§ Record set:
════════

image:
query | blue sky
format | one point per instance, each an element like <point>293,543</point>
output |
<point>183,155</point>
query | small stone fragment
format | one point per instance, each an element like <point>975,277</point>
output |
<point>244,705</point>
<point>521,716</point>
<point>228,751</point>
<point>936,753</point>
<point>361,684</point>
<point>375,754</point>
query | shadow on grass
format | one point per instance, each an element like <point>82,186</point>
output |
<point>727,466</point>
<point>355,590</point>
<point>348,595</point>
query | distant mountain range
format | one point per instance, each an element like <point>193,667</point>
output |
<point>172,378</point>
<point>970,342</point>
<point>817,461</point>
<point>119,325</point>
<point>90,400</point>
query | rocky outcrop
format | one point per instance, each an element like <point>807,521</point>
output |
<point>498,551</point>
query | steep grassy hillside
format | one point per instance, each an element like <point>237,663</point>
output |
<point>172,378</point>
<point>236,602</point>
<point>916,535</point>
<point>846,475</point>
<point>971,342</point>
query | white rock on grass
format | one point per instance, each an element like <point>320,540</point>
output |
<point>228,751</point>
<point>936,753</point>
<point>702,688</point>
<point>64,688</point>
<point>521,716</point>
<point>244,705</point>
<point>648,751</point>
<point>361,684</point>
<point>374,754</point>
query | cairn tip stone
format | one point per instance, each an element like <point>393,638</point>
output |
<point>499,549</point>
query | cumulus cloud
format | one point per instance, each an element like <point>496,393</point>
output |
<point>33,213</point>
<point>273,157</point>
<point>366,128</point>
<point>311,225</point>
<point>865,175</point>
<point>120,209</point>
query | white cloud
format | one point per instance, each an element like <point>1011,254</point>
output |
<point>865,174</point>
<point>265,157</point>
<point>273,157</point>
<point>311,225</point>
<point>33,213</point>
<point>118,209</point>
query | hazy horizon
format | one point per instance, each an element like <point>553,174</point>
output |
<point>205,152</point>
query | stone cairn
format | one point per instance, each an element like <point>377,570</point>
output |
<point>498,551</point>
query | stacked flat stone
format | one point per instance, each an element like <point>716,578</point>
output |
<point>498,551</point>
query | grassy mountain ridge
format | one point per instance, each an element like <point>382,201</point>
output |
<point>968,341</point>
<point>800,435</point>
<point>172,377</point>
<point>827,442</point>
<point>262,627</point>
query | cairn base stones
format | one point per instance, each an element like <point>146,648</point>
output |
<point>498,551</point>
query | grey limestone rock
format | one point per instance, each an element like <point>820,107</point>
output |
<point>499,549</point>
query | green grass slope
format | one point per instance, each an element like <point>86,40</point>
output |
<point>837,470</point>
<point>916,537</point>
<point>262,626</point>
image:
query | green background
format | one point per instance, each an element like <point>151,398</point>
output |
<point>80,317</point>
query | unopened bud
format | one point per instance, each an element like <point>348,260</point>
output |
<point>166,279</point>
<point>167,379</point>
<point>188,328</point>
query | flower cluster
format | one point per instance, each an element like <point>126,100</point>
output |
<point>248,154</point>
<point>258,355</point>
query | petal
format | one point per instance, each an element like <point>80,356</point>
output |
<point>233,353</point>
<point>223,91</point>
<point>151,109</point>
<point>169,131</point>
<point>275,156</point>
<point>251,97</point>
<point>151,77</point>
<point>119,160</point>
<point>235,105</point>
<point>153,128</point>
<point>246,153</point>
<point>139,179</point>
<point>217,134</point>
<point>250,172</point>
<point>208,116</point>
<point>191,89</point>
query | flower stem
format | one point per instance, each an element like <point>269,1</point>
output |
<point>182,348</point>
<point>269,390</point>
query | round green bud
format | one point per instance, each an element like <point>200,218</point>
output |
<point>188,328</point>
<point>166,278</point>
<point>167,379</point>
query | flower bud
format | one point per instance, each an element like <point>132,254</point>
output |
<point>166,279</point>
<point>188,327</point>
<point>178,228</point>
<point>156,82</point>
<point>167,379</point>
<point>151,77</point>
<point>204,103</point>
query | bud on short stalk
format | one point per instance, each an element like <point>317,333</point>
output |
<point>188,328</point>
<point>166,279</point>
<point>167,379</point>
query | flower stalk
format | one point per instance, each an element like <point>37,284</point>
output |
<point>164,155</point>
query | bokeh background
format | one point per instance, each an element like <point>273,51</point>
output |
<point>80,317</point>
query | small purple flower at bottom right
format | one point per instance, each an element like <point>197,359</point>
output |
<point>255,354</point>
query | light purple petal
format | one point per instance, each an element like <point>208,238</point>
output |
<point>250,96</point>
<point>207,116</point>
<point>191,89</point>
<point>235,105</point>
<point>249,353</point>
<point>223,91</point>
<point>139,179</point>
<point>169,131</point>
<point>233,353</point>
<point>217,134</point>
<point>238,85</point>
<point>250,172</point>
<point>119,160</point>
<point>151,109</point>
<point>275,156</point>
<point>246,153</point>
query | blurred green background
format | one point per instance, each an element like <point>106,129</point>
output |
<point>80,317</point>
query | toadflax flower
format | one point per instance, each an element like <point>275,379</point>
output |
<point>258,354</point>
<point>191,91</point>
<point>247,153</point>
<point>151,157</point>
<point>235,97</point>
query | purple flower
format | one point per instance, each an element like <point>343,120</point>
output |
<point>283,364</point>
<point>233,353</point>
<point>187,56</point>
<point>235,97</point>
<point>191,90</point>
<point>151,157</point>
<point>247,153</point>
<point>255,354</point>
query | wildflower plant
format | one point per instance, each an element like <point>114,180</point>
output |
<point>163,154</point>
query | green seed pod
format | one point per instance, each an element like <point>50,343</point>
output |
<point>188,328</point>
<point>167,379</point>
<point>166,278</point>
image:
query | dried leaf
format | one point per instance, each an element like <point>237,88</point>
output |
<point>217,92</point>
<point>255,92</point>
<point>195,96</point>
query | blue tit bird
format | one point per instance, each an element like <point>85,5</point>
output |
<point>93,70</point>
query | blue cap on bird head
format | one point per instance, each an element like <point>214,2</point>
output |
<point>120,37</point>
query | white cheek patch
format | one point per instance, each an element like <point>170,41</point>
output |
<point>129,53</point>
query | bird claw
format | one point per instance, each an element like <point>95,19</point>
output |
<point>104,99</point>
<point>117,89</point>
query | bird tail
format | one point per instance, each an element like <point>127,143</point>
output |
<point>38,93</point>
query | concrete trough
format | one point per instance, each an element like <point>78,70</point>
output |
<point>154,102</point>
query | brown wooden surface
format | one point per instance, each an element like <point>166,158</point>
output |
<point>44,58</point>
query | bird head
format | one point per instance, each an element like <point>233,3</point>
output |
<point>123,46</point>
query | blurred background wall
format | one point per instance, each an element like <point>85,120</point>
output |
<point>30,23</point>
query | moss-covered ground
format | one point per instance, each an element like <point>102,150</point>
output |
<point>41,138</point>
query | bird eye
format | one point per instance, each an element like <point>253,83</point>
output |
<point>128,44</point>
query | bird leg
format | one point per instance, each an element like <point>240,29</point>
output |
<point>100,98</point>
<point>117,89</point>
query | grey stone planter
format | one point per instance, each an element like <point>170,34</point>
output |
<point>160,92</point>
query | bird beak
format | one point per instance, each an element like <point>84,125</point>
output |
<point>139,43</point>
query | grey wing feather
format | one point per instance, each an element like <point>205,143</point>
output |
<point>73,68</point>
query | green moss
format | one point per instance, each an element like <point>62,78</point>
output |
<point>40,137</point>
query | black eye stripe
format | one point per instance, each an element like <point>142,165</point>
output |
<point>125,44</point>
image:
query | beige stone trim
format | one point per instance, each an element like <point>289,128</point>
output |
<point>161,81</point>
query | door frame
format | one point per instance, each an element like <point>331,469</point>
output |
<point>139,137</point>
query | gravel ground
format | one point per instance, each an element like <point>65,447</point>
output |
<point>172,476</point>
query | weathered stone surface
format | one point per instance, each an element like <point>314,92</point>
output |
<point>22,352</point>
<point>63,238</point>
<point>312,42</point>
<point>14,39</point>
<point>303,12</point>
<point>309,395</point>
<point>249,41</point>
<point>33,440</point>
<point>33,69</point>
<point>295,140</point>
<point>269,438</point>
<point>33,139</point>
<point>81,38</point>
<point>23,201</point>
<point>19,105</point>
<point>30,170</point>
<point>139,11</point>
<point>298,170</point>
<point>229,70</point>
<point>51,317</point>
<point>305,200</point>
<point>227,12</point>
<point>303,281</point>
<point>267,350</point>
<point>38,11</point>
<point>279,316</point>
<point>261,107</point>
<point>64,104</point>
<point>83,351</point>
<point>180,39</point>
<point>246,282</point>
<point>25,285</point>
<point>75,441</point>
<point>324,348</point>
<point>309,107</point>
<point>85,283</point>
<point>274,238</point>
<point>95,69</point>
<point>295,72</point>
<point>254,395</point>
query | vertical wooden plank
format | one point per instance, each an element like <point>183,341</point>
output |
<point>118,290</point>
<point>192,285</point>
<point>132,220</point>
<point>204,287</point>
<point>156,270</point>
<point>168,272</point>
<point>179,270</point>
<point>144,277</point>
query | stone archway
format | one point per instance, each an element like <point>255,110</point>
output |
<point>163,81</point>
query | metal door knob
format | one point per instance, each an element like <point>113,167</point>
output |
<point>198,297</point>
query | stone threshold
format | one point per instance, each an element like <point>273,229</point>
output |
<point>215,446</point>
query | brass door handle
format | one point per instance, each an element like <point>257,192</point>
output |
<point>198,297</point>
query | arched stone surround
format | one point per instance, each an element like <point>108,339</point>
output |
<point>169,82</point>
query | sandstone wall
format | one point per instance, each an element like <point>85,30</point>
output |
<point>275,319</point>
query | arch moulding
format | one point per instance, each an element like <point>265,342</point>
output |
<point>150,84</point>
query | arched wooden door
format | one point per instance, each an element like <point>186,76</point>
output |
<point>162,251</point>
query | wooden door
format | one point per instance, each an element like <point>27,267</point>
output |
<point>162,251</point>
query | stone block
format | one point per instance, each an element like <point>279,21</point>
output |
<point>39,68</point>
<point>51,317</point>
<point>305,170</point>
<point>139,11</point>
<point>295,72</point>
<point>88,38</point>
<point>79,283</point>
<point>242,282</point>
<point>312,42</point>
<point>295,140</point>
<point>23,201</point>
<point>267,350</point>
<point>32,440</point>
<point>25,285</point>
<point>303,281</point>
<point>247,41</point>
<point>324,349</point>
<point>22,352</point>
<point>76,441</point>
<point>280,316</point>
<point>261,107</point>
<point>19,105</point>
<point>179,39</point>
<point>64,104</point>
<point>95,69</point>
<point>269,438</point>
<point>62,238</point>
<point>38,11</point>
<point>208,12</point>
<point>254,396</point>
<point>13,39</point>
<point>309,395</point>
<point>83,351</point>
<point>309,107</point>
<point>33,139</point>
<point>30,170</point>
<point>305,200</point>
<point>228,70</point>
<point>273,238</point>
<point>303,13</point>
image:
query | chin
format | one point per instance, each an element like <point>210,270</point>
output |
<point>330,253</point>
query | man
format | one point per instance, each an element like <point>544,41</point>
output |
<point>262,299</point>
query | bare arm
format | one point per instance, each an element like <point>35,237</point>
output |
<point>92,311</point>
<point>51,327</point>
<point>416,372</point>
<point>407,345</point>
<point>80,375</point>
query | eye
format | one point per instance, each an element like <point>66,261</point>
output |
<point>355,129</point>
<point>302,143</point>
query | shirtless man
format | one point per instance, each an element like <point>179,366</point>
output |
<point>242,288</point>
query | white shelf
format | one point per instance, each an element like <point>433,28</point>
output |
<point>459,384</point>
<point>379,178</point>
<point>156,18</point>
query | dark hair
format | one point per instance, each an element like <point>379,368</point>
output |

════════

§ Objective: Reproduce word for word the stretch from the line containing "query | bird leg" through the line containing "<point>73,68</point>", including both of those lines.

§ Solved problem:
query | bird leg
format | one point per instance, each an element like <point>240,29</point>
output |
<point>100,98</point>
<point>117,89</point>
query | grey stone planter
format | one point per instance, each an element like <point>170,34</point>
output |
<point>160,92</point>
query | bird beak
format | one point per instance, each an element like <point>84,125</point>
output |
<point>139,43</point>
query | grey wing feather
format | one point per instance, each an element like <point>205,143</point>
output |
<point>73,68</point>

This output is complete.